256 priority levels (a one-byte value) should suffice for RMS

• The system clock abstraction is composed of

- A HW part decremented by one unit at every clock pulse, as determined by the clock rate
  - A *periodic-counting register*, automatically reset to a default *tick size* when it reaches the *triggering edge* (0), and trips the *clock tick*
- □ A SW part incremented by SW at the clock tick
  - The system clock effectively counts clock ticks
- □ A queue of time events, fired and not serviced
  - Pending until they are serviced
- □ A handler of clock-tick interrupts
  - Which increments the clock-tick counter and, every N > 0 occurrences, also services the pending time events

- The frequency of the clock tick determines the *resolution* (granularity) of the system clock
  - □ It should be an integer divisor of the tick size so that the RTOS may service time events at *exactly* every  $N \in INT$  clock ticks
- Clock-tick interrupts maintain the system clock
  - □ More frequent, tolerable overhead
- One such interrupt in N handles scheduling events
   Less frequent, high overhead

• The clock resolution is an important design parameter

- The finer the resolution the better the clock accuracy, at the cost of a higher interrupt overhead
- There must be a sound balance between the clock accuracy needed by the application and the clock resolution that can be afforded by the system
  - □ Latency is intrinsic in any query to read the clock
  - The ORK runtime for the Leon microprocessor takes 493 clock cycles to read the clock (<u>www.dit.upm.es/~ork/</u>)

**Description of the task:** Extend the notes on the real-time system clock and its resolution, picking up after their final point. The material after this point has nothing to do with it.

**Extracted material:**
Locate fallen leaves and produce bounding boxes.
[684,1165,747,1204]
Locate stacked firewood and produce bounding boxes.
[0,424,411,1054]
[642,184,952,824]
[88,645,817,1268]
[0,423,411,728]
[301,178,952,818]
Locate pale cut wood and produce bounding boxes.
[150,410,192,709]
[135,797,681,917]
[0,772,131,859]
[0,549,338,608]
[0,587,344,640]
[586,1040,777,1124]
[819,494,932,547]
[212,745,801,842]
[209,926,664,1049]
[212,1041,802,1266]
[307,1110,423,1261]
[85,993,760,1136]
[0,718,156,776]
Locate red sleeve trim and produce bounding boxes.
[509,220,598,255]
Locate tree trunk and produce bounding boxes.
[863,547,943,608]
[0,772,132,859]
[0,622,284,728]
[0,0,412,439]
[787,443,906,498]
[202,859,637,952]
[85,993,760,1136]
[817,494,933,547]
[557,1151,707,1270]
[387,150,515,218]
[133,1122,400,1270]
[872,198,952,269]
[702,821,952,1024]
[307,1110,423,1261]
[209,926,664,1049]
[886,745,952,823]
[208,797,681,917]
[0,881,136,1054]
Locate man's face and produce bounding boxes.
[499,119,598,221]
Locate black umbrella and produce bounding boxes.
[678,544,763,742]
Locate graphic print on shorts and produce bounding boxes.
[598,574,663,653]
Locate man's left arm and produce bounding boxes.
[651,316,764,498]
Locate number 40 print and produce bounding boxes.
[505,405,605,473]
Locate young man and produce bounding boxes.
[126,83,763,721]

**Solved problem:**
    - (*a*) 40 MHz, 500 clock cycles correspond to 12.5  $\mu$ sec
- The clock resolution cannot be finer-grained than the worst-case latency incurred reading the clock (!)

- Beside periodic clocks, if the processor allows, the RTOS may also support *one-shot* (aka interval) *timers* 
  - □ They operate in a programmed (non-repetitive) way so that time events suffer *no* latency from resolution problems
  - The RTOS scans the queue of the programmed time events to set the next interrupt alarm due from the interval timer

#### Interval timers are costly

- They have to be written by SW and the value to set depends on the time events pending in the queue
- Their resolution is limited by the time overhead of its handling by the RTOS: 7,061 clock cycles in ORK for Leon

- The accuracy of a *time event* is the delta between when the time set and when the event triggers
- It depends on three fundamental factors
  - The frequency at which the time-event queues are inspected
    - Without interval timer, it would be at every *N* clock ticks
    - With interval timer, it would be at every interval expiry
  - □ The policy used to service the time-event queues
    - Expiry-based, LIFO, FIFO
  - □ The time overhead cost of handling the event queue

The release time of periodic tasks is naturally exposed to jitter (!)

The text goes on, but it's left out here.